--- Provided passage ---

ATO’s new draft rules could change your holiday home tax deductions

ATO draft rules may affect your holiday home tax claims

Do you own a holiday home that you sometimes rent out? The Australian Taxation Office (ATO) has released new draft guidance that may significantly change how you claim holiday home tax deductions. These changes replace decades-old advice and reflect recent legislation and court decisions, particularly where holiday homes are used primarily for lifestyle purposes rather than genuine income-producing activity.

The central question is whether your property is treated as a holiday home under the tax integrity rules. If it is, your ability to deduct expenses is restricted — even if you occasionally rent it out. Understanding how the ATO will assess your property and how to apportion expenses correctly is essential to staying compliant and maximising legitimate deductions.

Why the ATO is updating holiday home rules

The ATO has withdrawn its longstanding guidance on holiday rental properties and replaced it with three new draft rulings. These drafts modernise how deductions apply to mixed-use assets such as beach houses, cabins and investment-grade short-stay accommodation.

The updated guidance aims to address cases where a property is used predominantly as a personal holiday home, yet deductions are claimed as if the property were a commercial investment. By clarifying thresholds, risk categories and accepted methods of expense apportionment, the ATO is signalling a stronger compliance stance.

How the integrity rule applies to holiday homes

The underlying tax law contains an integrity rule specifically designed for leisure facilities, including holiday homes. This rule prevents deductions for expenses relating to property that exists mainly for your own use or enjoyment.

A property may be treated as a holiday home where:

  • it is primarily used by you, your family or associates,
  • rental customers are limited or infrequent,
  • the home is not genuinely available for rent at market rates, or
  • advertising and booking practices are inconsistent with commercial rental properties.

Under these conditions, deductions for interest, utilities, repairs, insurance and other holding costs may be substantially reduced or denied.

---

Extend the holiday home tax deduction text by writing what comes next after its final sentence. The lines that follow play no part here.

--- Data ---

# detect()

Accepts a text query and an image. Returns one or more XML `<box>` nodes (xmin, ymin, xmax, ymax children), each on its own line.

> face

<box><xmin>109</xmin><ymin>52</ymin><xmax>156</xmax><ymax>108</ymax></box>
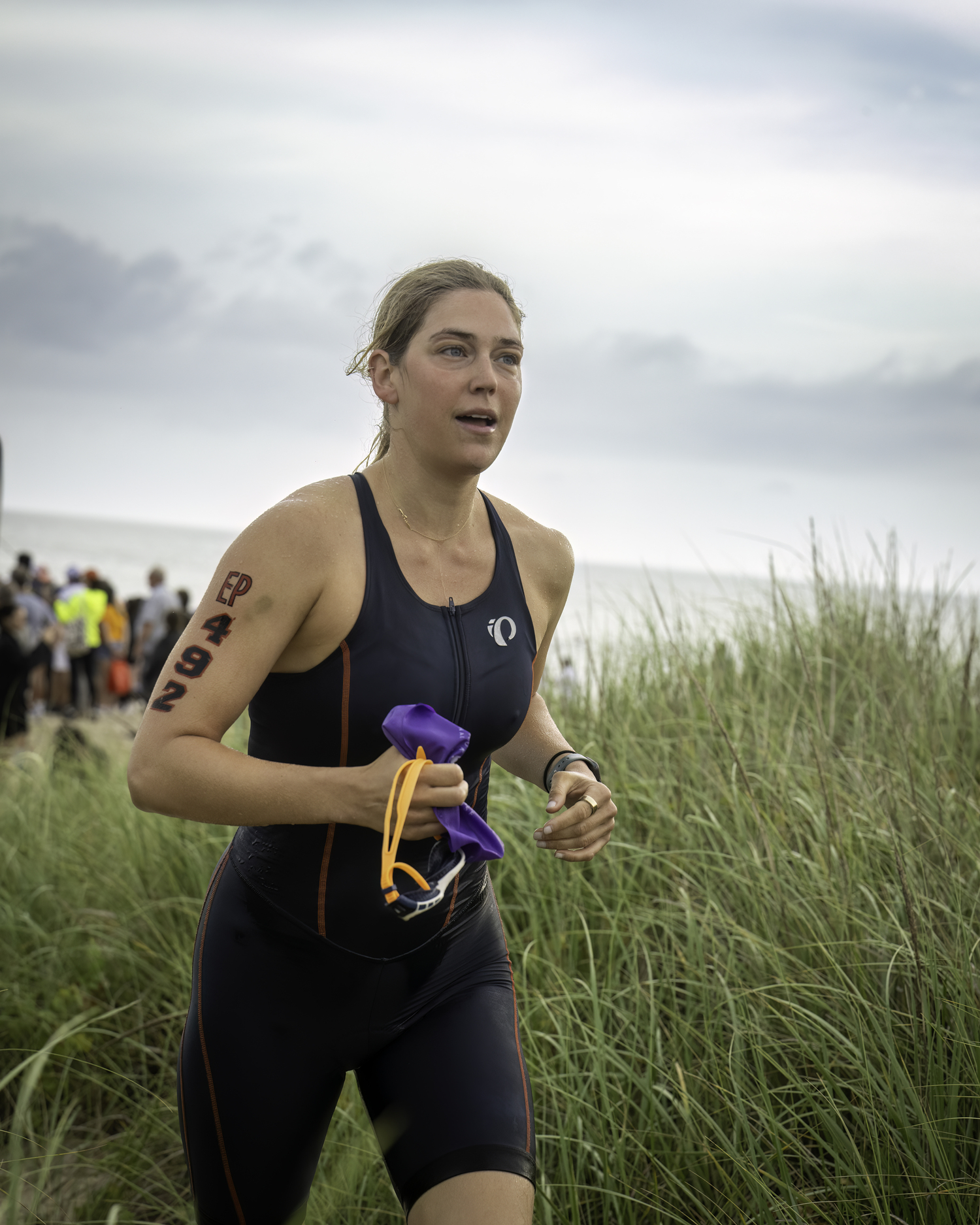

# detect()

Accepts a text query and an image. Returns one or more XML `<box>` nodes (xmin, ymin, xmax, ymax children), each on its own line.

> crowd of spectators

<box><xmin>0</xmin><ymin>553</ymin><xmax>192</xmax><ymax>743</ymax></box>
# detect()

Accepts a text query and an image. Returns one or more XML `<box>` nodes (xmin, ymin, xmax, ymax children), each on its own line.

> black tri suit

<box><xmin>179</xmin><ymin>473</ymin><xmax>536</xmax><ymax>1225</ymax></box>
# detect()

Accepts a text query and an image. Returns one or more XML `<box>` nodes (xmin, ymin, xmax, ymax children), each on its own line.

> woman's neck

<box><xmin>378</xmin><ymin>449</ymin><xmax>479</xmax><ymax>540</ymax></box>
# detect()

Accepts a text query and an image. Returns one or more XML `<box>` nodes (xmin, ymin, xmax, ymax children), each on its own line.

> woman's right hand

<box><xmin>358</xmin><ymin>747</ymin><xmax>469</xmax><ymax>841</ymax></box>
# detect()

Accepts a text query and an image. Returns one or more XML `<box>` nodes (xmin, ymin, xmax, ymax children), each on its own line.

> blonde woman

<box><xmin>130</xmin><ymin>260</ymin><xmax>616</xmax><ymax>1225</ymax></box>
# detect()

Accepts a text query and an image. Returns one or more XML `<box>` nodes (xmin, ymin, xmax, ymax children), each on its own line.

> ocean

<box><xmin>0</xmin><ymin>511</ymin><xmax>772</xmax><ymax>654</ymax></box>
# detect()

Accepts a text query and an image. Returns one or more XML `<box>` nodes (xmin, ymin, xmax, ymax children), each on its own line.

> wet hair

<box><xmin>346</xmin><ymin>260</ymin><xmax>525</xmax><ymax>468</ymax></box>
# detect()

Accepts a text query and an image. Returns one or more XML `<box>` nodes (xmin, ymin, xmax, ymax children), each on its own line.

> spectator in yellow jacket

<box><xmin>54</xmin><ymin>570</ymin><xmax>109</xmax><ymax>711</ymax></box>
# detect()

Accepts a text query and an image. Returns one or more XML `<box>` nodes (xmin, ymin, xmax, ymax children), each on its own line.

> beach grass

<box><xmin>0</xmin><ymin>551</ymin><xmax>980</xmax><ymax>1225</ymax></box>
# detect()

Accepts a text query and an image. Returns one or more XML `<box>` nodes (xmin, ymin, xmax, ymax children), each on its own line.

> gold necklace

<box><xmin>381</xmin><ymin>459</ymin><xmax>473</xmax><ymax>544</ymax></box>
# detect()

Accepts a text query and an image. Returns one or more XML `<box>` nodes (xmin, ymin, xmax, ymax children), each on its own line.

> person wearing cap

<box><xmin>133</xmin><ymin>566</ymin><xmax>180</xmax><ymax>697</ymax></box>
<box><xmin>129</xmin><ymin>260</ymin><xmax>616</xmax><ymax>1225</ymax></box>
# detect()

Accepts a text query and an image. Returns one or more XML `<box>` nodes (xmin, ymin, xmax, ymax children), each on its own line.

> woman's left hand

<box><xmin>534</xmin><ymin>770</ymin><xmax>616</xmax><ymax>862</ymax></box>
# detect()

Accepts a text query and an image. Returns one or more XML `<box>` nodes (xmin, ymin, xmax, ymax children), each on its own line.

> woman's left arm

<box><xmin>494</xmin><ymin>504</ymin><xmax>616</xmax><ymax>862</ymax></box>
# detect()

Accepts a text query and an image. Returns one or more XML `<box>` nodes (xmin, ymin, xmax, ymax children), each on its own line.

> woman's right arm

<box><xmin>129</xmin><ymin>487</ymin><xmax>466</xmax><ymax>838</ymax></box>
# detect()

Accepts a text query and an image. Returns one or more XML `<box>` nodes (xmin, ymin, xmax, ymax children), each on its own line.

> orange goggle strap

<box><xmin>381</xmin><ymin>745</ymin><xmax>433</xmax><ymax>903</ymax></box>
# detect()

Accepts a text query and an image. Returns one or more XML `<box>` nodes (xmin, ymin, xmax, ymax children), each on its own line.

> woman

<box><xmin>130</xmin><ymin>260</ymin><xmax>616</xmax><ymax>1225</ymax></box>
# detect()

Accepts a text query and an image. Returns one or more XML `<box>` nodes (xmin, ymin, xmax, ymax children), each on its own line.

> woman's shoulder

<box><xmin>241</xmin><ymin>476</ymin><xmax>359</xmax><ymax>545</ymax></box>
<box><xmin>486</xmin><ymin>494</ymin><xmax>574</xmax><ymax>600</ymax></box>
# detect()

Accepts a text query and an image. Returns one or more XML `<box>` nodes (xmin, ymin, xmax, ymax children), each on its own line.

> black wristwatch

<box><xmin>544</xmin><ymin>752</ymin><xmax>603</xmax><ymax>791</ymax></box>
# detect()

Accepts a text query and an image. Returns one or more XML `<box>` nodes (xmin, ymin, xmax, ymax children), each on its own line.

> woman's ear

<box><xmin>368</xmin><ymin>349</ymin><xmax>398</xmax><ymax>406</ymax></box>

---

**Result:**
What the new ATO draft rulings cover

The first draft is a taxation ruling outlining how to declare rental income and claim deductions for mixed-use properties. It deals directly with common scenarios such as:

  • renting to family or friends at discounted rates,
  • short-term holiday letting platforms,
  • periods of private use, and
  • distinguishing private enjoyment from commercial intent.

The other two drafts are practical compliance guidelines. These explain how the ATO expects owners to split (or “apportion”) expenses based on rental use versus personal use, and how it will evaluate the level of risk associated with a holiday home arrangement.

Understanding the ATO’s traffic-light risk system

The draft guidelines introduce a traffic light system of risk zones:

🟢 Green (low) risk

Green zone arrangements are characterised by high levels of genuine rental activity and minimal private use. These are properties operated with a clear commercial purpose and treated as genuine income-producing investments.

🟡 Amber (medium) risk

These are mixed-use properties where the home is rented at market rates for a meaningful portion of the year but also used privately. Owners in this category can generally claim deductions proportionate to rental activity, provided records are accurate.

🔴 Red (high) risk

This category includes properties that:

  • are mostly used by the owner or their relatives,
  • are rarely rented commercially,
  • are offered at above-market pricing or in inconvenient ways,
  • or are made available only for short periods.

In these cases, the ATO may view the property as a lifestyle asset rather than a genuine rental investment. Expect a higher likelihood of audit, investigation or denied deductions.

How to correctly apportion expenses

Accurate apportioning is critical to claiming holiday home rental deductions in Australia. The draft guidance outlines approved methods, with the simplest approach being time-based.

Example:

If your holiday home is:

  • available for rent 350 days per year, and
  • actually rented 70 of those days,

you can generally claim 20% (i.e. 70 / 350) of annual running costs such as insurance, interest, maintenance and utilities.

Important rules to remember:

✔️ Private use days count as private — even if family or friends stay for free.
✔️ Only claim deductions when the property is genuinely available for commercial rent.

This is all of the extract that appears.